= PAGINAFRAGMENT =
+++
De arbeidswetgeving bevat zes coördinatiewetten.

–  Een eerste coördinatie beslaat de grondslagen van het recht der arbeidsverhoudingen, de toepassingscriteria, de rechtsbronnen en de leidende beginselen voor de toepassing en de lezing van het arbeidsrecht.

–  Een tweede coördinatiewet groepeert alle bepalingen van het arbeidsovereenkomstenrecht en beschrijft dus alle vormen van mogelijke arbeidscontracten.

–  Een derde coördinatie betreft de arbeidsreglementering en handelt dus over de arbeidstijd, de organisatie van de arbeid, het loon en de wettelijke limieten aan het patronale gezagsrecht.

–  Een vierde coördinatie brengt alle bepalingen op een geïntegreerde wijze samen die handelen over de collectieve arbeidsverhoudingen, met inbegrip van de syndicale vrijheid, het collectief actierecht, de rechtspositie van de partijen bij de collectieve arbeidsverhoudingen, het sociaal overleg en de organisatie van de bemiddeling en de verzoening.

–  Een vijfde coördinatie betreft het welzijnsrecht met inbegrip van de welzijnsdialoog.

–  Een zesde en laatste wet handelt over de handhaving van het arbeidsrecht in zijn ruime betekenis.

Per coördinatie volgen verder in de nota de belangrijkste conceptuele bouwstenen en leidende beginselen.
+++
= OPDRACHT =
Schrijf de tekst hierboven over de zes coördinatiewetten van de arbeidswetgeving volledig en woordelijk over.

= Aanwijsregels =
+++
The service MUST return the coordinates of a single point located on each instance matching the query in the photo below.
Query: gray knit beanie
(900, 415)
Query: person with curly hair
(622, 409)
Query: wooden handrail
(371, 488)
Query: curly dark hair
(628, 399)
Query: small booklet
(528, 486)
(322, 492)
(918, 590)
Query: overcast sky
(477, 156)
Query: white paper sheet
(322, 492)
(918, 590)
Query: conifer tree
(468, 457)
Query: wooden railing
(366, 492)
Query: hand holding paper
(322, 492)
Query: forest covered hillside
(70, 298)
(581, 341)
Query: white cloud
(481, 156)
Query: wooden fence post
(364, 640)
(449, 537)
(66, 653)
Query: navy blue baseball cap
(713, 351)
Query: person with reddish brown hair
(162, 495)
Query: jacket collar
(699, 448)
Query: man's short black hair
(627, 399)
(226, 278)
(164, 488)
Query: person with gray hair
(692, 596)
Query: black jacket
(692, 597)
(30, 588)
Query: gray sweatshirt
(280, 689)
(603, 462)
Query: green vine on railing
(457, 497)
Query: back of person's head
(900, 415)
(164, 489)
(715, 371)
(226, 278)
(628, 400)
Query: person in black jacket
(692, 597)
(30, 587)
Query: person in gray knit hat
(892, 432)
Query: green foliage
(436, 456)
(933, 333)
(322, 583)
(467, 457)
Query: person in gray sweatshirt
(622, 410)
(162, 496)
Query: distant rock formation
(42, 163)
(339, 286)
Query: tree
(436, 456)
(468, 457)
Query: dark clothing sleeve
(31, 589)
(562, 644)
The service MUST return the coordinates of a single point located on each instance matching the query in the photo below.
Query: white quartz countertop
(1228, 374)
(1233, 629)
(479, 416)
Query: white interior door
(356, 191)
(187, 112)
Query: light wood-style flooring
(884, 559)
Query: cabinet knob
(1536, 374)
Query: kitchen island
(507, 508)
+++
= ANTWOORD HIERONDER =
De arbeidswetgeving bevat zes coördinatiewetten.

–  Een eerste coördinatie beslaat de grondslagen van het recht der arbeidsverhoudingen, de toepassingscriteria, de rechtsbronnen en de leidende beginselen voor de toepassing en de lezing van het arbeidsrecht.

–  Een tweede coördinatiewet groepeert alle bepalingen van het arbeidsovereenkomstenrecht en beschrijft dus alle vormen van mogelijke arbeidscontracten.

–  Een derde coördinatie betreft de arbeidsreglementering en handelt dus over de arbeidstijd, de organisatie van de arbeid, het loon en de wettelijke limieten aan het patronale gezagsrecht.

–  Een vierde coördinatie brengt alle bepalingen op een geïntegreerde wijze samen die handelen over de collectieve arbeidsverhoudingen, met inbegrip van de syndicale vrijheid, het collectief actierecht, de rechtspositie van de partijen bij de collectieve arbeidsverhoudingen, het sociaal overleg en de organisatie van de bemiddeling en de verzoening.

–  Een vijfde coördinatie betreft het welzijnsrecht met inbegrip van de welzijnsdialoog.

–  Een zesde en laatste wet handelt over de handhaving van het arbeidsrecht in zijn ruime betekenis.

Per coördinatie volgen verder in de nota de belangrijkste conceptuele bouwstenen en leidende beginselen.